_AIM OF THE TASK_:
Copy each listing below word for word.

_RECORDS SUPPLIED_:
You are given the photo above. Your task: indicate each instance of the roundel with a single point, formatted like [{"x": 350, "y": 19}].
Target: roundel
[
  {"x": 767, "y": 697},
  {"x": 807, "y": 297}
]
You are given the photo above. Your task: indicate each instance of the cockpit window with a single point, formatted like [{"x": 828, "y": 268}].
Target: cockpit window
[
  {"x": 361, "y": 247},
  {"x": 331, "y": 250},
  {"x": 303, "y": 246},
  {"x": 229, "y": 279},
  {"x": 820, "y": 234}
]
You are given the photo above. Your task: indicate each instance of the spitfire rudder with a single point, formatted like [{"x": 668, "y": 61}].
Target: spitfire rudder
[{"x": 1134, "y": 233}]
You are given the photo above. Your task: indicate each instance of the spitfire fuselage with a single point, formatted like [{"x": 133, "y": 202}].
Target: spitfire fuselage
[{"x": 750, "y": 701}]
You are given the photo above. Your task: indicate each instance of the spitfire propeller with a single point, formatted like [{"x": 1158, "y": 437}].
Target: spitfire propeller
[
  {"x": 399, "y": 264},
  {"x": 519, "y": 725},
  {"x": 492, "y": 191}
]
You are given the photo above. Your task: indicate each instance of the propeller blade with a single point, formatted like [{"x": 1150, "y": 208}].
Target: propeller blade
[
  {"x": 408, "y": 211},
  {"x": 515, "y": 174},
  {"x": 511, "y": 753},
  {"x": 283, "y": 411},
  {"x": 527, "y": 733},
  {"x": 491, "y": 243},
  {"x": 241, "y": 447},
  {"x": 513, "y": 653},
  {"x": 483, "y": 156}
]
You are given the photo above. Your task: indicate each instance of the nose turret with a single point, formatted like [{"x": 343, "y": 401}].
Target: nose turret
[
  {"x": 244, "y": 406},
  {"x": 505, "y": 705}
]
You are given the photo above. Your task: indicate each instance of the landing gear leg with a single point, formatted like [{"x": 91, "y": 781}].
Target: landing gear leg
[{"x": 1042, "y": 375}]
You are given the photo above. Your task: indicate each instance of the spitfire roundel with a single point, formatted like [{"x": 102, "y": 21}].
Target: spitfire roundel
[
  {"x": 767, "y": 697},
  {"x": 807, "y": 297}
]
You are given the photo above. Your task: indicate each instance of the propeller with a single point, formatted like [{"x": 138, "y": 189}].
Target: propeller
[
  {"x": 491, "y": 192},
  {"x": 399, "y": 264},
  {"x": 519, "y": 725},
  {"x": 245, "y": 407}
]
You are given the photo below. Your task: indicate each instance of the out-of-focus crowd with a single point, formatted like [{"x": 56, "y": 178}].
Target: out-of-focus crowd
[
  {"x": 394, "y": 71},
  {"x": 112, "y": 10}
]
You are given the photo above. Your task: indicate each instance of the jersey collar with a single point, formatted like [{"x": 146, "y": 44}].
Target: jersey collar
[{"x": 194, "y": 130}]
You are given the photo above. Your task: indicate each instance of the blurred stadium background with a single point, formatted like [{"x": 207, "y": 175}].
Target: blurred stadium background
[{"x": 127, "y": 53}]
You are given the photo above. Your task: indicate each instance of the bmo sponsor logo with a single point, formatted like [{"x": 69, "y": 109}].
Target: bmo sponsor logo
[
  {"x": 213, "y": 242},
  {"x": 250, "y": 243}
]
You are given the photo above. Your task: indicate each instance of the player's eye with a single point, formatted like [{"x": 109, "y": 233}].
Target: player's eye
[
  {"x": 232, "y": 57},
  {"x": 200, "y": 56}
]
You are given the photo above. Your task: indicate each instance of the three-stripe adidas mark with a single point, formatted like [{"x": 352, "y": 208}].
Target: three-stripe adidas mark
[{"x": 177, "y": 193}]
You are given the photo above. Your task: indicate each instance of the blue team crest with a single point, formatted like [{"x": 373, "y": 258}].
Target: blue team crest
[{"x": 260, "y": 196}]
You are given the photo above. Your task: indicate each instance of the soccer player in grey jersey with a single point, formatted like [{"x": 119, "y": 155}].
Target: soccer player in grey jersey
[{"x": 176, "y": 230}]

_RESPONSE FOR THIS EXERCISE_:
You are given the photo above. Your task: indicate each instance of the roundel with a single point, formatted like [{"x": 350, "y": 19}].
Target: roundel
[
  {"x": 767, "y": 697},
  {"x": 807, "y": 297}
]
You are given the photo above. Your task: indicate each instance of the cockpit window with a single point, formatted like [{"x": 828, "y": 268}].
Target: cockpit window
[
  {"x": 361, "y": 247},
  {"x": 331, "y": 250},
  {"x": 303, "y": 246},
  {"x": 229, "y": 279},
  {"x": 820, "y": 234}
]
You are given the photo above. Your task: indicate each instance of the spitfire rudder with a single point, formatted like [{"x": 668, "y": 61}].
Target: spitfire rudder
[{"x": 1134, "y": 233}]
You are given the photo above. Your task: indicate each instance of the spitfire fuselage with a single point, formatted like [{"x": 133, "y": 202}].
Target: spitfire fuselage
[{"x": 750, "y": 701}]
You are given the photo above. Your task: indicate each instance of the spitfire propeller with a single point, formatted like [{"x": 1158, "y": 437}].
Target: spitfire propeller
[
  {"x": 399, "y": 264},
  {"x": 519, "y": 725},
  {"x": 492, "y": 191}
]
You are given the photo above. Your task: indicate each instance of the propeller blade with a single point, formatted like [{"x": 1150, "y": 208}].
Target: propeller blade
[
  {"x": 408, "y": 211},
  {"x": 515, "y": 174},
  {"x": 511, "y": 753},
  {"x": 283, "y": 411},
  {"x": 527, "y": 733},
  {"x": 491, "y": 243},
  {"x": 241, "y": 447},
  {"x": 513, "y": 653},
  {"x": 483, "y": 156}
]
You are given the photo above. Your task: indicate each instance of the nose turret with a single point, formatted like [{"x": 343, "y": 401}].
Target: nose turret
[
  {"x": 244, "y": 406},
  {"x": 505, "y": 705}
]
You are given the photo above. Your task: indicate each instance of the landing gear leg with a single point, formatted like [{"x": 91, "y": 781}].
Target: landing gear leg
[{"x": 1042, "y": 375}]
You are given the photo above. Your task: indicate each instance of the spitfire roundel with a single point, formatted like [{"x": 102, "y": 21}].
Target: spitfire roundel
[
  {"x": 767, "y": 697},
  {"x": 807, "y": 297}
]
You are given the photo above. Your task: indicate each instance of the propeller with a single point, formatted like [{"x": 138, "y": 189}].
Target: propeller
[
  {"x": 491, "y": 192},
  {"x": 399, "y": 264},
  {"x": 519, "y": 725},
  {"x": 245, "y": 407}
]
You are given the photo below. Your task: indicate each instance of the out-of-focus crowd with a single point, formatted like [{"x": 56, "y": 178}].
Target: out-of-focus crowd
[
  {"x": 394, "y": 71},
  {"x": 112, "y": 10}
]
You are given the photo above. Your task: indicate each instance of the jersey collar with a single point, formatted like [{"x": 146, "y": 44}].
Target: jersey collar
[{"x": 194, "y": 130}]
You are given the photo above. Your task: indicate each instance of the blurred stadium background with a single point, formatted like [{"x": 207, "y": 175}].
Target: blurred stadium background
[{"x": 127, "y": 53}]
You are given the photo above. Your task: indicate each instance of the bmo sponsor logo with a single point, formatted like [{"x": 69, "y": 109}].
Target: bmo sponsor logo
[
  {"x": 213, "y": 242},
  {"x": 250, "y": 243}
]
You are given the photo above. Your task: indicate each instance of the player's eye with a single point, formatted like [{"x": 109, "y": 233}].
Target: player's eye
[
  {"x": 232, "y": 57},
  {"x": 200, "y": 56}
]
You are given the photo above. Your task: indicate each instance of the three-stripe adidas mark with a single point, formatted like [{"x": 352, "y": 208}].
Target: three-stripe adidas mark
[{"x": 177, "y": 193}]
You are given the photo above. Your task: indicate each instance of the blue team crest with a single point, formatted like [{"x": 373, "y": 258}].
Target: blue team crest
[{"x": 260, "y": 196}]
You are given the photo above. Your task: indicate each instance of the soccer player in grey jersey with a single point, formatted like [{"x": 119, "y": 155}].
Target: soccer player in grey jersey
[{"x": 176, "y": 230}]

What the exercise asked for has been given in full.